• **TASK DATA**:
########################################

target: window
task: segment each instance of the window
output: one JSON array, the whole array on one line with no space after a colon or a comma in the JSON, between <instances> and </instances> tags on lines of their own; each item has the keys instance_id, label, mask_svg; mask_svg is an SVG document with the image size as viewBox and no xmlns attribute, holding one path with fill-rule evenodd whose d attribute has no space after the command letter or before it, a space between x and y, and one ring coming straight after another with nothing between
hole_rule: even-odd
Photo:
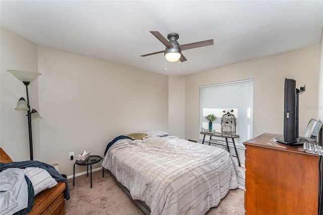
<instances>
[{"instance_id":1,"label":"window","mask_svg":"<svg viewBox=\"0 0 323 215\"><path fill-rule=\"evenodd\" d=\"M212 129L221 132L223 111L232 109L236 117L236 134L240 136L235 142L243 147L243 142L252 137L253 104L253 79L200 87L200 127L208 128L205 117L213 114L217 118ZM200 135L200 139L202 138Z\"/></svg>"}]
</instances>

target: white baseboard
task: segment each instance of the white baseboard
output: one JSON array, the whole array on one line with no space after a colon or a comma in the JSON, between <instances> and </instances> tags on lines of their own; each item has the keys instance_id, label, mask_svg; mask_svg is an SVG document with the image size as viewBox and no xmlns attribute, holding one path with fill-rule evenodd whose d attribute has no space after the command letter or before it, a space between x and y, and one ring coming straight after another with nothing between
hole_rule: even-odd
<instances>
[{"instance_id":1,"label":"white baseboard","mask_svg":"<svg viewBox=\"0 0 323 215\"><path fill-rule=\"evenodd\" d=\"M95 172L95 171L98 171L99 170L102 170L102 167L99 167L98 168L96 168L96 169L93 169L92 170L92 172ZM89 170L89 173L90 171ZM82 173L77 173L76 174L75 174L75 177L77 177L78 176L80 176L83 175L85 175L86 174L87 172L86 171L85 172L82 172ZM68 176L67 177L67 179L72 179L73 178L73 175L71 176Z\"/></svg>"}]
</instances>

########################################

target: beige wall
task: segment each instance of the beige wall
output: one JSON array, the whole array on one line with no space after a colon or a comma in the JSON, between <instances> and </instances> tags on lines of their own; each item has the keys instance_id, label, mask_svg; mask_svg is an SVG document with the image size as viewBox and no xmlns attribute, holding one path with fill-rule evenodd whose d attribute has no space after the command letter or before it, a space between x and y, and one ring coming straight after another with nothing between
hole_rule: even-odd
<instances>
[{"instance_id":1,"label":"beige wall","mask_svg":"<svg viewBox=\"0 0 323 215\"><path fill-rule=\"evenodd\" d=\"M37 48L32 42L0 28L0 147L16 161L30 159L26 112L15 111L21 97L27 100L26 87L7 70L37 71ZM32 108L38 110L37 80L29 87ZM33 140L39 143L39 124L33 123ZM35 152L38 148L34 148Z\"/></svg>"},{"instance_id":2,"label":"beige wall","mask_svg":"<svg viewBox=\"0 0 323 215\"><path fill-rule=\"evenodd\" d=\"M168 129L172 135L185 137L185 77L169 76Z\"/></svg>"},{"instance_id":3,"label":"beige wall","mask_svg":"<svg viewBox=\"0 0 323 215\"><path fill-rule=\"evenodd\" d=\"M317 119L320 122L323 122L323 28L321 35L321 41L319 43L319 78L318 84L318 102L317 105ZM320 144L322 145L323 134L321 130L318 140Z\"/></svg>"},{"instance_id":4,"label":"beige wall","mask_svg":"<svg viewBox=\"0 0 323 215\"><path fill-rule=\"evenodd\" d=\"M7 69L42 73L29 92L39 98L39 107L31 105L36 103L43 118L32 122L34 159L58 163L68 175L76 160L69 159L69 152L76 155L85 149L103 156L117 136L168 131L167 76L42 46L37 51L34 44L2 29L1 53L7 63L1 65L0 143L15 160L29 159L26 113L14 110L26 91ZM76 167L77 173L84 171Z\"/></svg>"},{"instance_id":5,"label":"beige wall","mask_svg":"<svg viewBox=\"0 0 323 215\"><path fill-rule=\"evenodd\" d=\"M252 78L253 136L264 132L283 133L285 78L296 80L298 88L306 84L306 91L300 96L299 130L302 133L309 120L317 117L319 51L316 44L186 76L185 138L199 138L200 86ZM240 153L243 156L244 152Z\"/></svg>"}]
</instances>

########################################

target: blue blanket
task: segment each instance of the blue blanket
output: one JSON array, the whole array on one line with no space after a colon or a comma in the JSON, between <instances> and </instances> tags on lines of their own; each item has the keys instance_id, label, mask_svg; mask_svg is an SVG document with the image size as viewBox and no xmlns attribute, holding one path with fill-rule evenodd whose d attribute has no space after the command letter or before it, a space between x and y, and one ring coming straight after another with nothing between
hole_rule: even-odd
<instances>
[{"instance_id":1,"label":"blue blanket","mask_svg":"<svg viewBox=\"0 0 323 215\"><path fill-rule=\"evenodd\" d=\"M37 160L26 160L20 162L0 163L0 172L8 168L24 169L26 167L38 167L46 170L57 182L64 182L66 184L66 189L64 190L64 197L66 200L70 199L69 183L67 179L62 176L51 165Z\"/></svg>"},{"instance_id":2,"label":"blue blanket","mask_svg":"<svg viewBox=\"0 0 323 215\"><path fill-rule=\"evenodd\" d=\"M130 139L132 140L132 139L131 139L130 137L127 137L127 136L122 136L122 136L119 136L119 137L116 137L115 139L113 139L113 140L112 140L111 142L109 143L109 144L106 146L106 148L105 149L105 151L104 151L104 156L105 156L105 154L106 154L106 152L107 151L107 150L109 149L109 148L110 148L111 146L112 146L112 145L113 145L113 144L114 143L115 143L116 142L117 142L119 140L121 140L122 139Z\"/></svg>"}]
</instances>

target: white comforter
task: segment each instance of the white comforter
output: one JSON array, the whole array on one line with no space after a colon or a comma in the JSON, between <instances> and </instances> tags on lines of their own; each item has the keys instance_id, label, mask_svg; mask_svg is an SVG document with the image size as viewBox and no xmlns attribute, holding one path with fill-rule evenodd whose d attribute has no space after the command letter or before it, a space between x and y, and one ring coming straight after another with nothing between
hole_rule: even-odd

########################################

• **DIRECTIONS**: Reproduce the listing above verbatim, starting with the line that contains "target: beige wall" and going on through the line that contains "task: segment each instance of the beige wall".

• **RESULT FOR THIS EXERCISE**:
target: beige wall
task: segment each instance of the beige wall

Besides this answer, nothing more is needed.